WORK TO COMPLETE>
Could you repeat the records shown below exactly as written?

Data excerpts
==========

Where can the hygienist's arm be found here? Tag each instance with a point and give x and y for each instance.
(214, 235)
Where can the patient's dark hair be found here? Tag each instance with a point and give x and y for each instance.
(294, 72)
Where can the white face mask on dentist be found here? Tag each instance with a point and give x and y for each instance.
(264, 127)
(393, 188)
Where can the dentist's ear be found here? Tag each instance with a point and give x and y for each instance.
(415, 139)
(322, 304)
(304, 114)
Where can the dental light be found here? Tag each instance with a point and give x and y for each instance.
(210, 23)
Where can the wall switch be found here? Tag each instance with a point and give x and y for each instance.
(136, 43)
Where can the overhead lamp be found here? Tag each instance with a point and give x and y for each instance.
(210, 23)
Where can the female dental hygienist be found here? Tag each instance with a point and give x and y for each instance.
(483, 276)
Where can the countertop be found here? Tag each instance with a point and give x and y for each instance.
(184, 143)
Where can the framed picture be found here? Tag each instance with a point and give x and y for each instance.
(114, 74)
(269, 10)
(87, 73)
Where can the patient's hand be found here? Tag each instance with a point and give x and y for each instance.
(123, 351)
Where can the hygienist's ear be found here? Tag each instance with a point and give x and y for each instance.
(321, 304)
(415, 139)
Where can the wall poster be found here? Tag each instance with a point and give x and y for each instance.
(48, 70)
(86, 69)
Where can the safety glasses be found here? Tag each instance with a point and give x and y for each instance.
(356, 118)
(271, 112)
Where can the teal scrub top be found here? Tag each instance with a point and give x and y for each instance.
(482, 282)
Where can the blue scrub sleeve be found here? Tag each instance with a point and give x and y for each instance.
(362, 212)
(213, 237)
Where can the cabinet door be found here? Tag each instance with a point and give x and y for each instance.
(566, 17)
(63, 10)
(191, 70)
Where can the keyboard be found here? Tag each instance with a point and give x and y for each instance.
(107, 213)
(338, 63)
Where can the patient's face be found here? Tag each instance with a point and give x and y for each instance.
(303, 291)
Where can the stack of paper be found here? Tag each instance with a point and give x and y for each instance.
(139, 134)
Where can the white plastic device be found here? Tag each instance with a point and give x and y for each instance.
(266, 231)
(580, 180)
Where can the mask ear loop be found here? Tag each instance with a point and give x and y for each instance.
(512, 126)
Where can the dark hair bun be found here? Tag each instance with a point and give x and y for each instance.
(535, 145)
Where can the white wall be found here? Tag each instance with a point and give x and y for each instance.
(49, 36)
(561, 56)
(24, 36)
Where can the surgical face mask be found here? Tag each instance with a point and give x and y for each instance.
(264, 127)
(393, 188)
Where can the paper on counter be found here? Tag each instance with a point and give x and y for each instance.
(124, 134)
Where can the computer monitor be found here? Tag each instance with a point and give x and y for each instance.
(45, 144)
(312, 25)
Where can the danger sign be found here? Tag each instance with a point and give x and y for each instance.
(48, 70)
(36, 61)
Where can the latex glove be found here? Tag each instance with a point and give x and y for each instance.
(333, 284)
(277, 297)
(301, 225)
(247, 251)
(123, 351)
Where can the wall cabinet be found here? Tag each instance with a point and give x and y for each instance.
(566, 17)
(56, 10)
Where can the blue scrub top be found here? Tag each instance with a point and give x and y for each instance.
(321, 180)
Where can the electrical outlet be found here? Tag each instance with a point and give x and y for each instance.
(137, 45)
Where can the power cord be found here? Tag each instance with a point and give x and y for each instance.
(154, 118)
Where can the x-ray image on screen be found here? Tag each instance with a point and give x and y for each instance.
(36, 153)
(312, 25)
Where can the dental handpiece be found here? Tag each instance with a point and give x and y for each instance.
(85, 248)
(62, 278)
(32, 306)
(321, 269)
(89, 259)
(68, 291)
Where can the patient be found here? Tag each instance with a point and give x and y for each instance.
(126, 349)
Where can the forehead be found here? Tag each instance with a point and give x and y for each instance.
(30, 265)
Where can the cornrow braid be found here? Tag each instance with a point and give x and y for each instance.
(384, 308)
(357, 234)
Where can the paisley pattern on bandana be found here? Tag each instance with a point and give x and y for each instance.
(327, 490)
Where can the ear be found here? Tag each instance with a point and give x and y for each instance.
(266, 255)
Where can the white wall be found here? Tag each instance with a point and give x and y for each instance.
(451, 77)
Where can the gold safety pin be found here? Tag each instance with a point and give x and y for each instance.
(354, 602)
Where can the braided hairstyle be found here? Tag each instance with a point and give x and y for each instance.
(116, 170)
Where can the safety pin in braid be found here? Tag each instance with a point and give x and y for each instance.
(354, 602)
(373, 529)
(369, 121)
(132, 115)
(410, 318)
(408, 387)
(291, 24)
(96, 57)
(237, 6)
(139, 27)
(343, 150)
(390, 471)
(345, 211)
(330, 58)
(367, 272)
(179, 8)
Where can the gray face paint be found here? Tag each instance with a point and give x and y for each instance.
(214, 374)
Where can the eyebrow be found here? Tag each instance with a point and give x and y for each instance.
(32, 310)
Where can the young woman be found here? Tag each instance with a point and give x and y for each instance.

==========

ANSWER>
Where can the hygienist's arm be found here? Tag each instance with a point and give x and y for each instance.
(214, 235)
Where can the patient's dark hair be found here? Tag each instance with a point and give x and y for each instance.
(294, 72)
Where can the white face mask on dentist be found here? Tag each instance with a point and give x and y for each instance.
(264, 127)
(393, 188)
Where can the dentist's ear be found here? Tag each instance with a point and give x and y for each instance.
(415, 139)
(322, 304)
(304, 114)
Where can the dental light be found here? Tag each instance with a point and give x and y for each instance.
(210, 23)
Where can the wall switch be found here? Tag each instance with a point and give x and y for each instance.
(136, 43)
Where can the overhead lamp be found here? Tag each instance with a point and give x and y for each instance.
(210, 23)
Where can the female dental hygienist be found here? Tag each instance with a point and give x and y for each instance.
(483, 276)
Where can the countertop be found here? Tag each instance with a point and give x and y for each instance.
(184, 143)
Where can the framed picture be found here? Tag each instance with a point and give x and y for each instance.
(114, 74)
(269, 10)
(87, 73)
Where can the patient's hand be found here? Tag each instance with a point and give x and y for each instance.
(123, 351)
Where can the hygienist's ear be found here? Tag each instance with a point and give x and y for each instance.
(321, 304)
(415, 139)
Where can the wall poster be found here? Tag each instance with a point and give x and y for each instance.
(48, 70)
(86, 69)
Where can the safety glasses be found here? Tag each instance with a point and give x and y for each instance.
(356, 118)
(271, 112)
Where can the teal scrub top be found here? Tag each instance with a point and give x and y for each instance.
(482, 282)
Where can the blue scrub sleeve be found here? Tag each instance with a point and give x and y for each instance.
(362, 212)
(213, 237)
Where can the cabinet door be found here? Tag each instance with a point and give x and y for each instance.
(566, 17)
(63, 10)
(191, 70)
Where can the keyboard be found here? Tag each instance with a point and give x and y for each instance.
(107, 213)
(338, 63)
Where can the patient's face be found here? Tag each instance with a point and give x and y for each instance.
(303, 291)
Where can the stack of paper be found here? Tag each instance with a point and give x and y for each instance.
(139, 134)
Where can the white plastic device be found here? Tag each instance with a point and give x and y for each instance.
(266, 231)
(580, 180)
Where can the mask ear loop be found here? Tag each instance with a point and give x and y for each instance.
(512, 126)
Where can the dark hair bun be found here? Tag each instance with a point and give x and y for each instance.
(535, 145)
Where can the white wall be found here? Tag each instance with a point and give x and y for each instance.
(49, 36)
(561, 56)
(24, 36)
Where can the surgical face mask be found here? Tag each instance with a point and give x and y for each instance.
(264, 127)
(393, 188)
Where can the paper on counter be found here? Tag each instance with a point and give x and y for each instance.
(124, 134)
Where can the computer monitor be found here? Tag each instance with a point and give x and y for each instance.
(45, 144)
(312, 25)
Where can the danger sign be found here? Tag each instance with a point and give x and y for each instance.
(48, 70)
(36, 61)
Where can the latex glove be found here? Tag each instance with a point and give x and y for each instance.
(333, 284)
(277, 297)
(301, 225)
(247, 251)
(123, 351)
Where can the wall cabinet be found here? Tag each instance with a point and give x and y for each instance.
(566, 17)
(56, 10)
Where can the blue scrub top be found here? Tag each instance with a point and give x and y for each instance.
(321, 180)
Where can the electrical outlet be found here? Tag each instance with a point and give x and y for each instance.
(137, 45)
Where can the power cord be found here? Tag each instance with a point and give x and y for each instance.
(154, 118)
Where can the x-ray image on screen be found here? Tag each instance with a point and give x and y for each instance.
(36, 153)
(312, 25)
Where can the dental handpiece be found here? Tag each instance with a point and give x and y for each instance.
(85, 248)
(62, 278)
(32, 306)
(321, 269)
(89, 259)
(68, 291)
Where can the patient be found here? Tag each instance with a point and give x and y for each instance.
(126, 349)
Where can the forehead be found here? Tag each instance with a point and give x and y for each instance.
(30, 265)
Where can the cornrow braid be found here? Tag each instance with a point and give x and y for each instance.
(384, 308)
(357, 234)
Where can the paisley pattern on bandana be found here? Tag each instance with a point and give x and y for each instance.
(327, 490)
Where can the ear be found here? Tag each instance with a point and give x and y for each instance.
(266, 255)
Where can the white wall be found here? Tag each instance with a point and give x and y for each instance.
(451, 77)
Where can the gold safety pin be found here? Tag each instance with a point and give x and y for each instance.
(354, 602)
Where can the braided hairstyle be found here? Tag each instance with a point and give x and y for each instance.
(116, 170)
Where can the safety pin in braid be found here? Tag each instance with a point and give x and y for each instance.
(354, 602)
(373, 529)
(369, 121)
(132, 115)
(410, 318)
(408, 387)
(291, 24)
(96, 57)
(237, 6)
(139, 27)
(343, 150)
(390, 471)
(345, 211)
(330, 58)
(367, 272)
(179, 8)
Where can the gray face paint be found here? Tag each instance with a point and give x and y for each instance.
(214, 374)
Where can the eyebrow be found here? Tag each instance with a point and give x and y for each instance.
(32, 310)
Where can the young woman be found here? Tag each instance with a point and give x and y for each instance.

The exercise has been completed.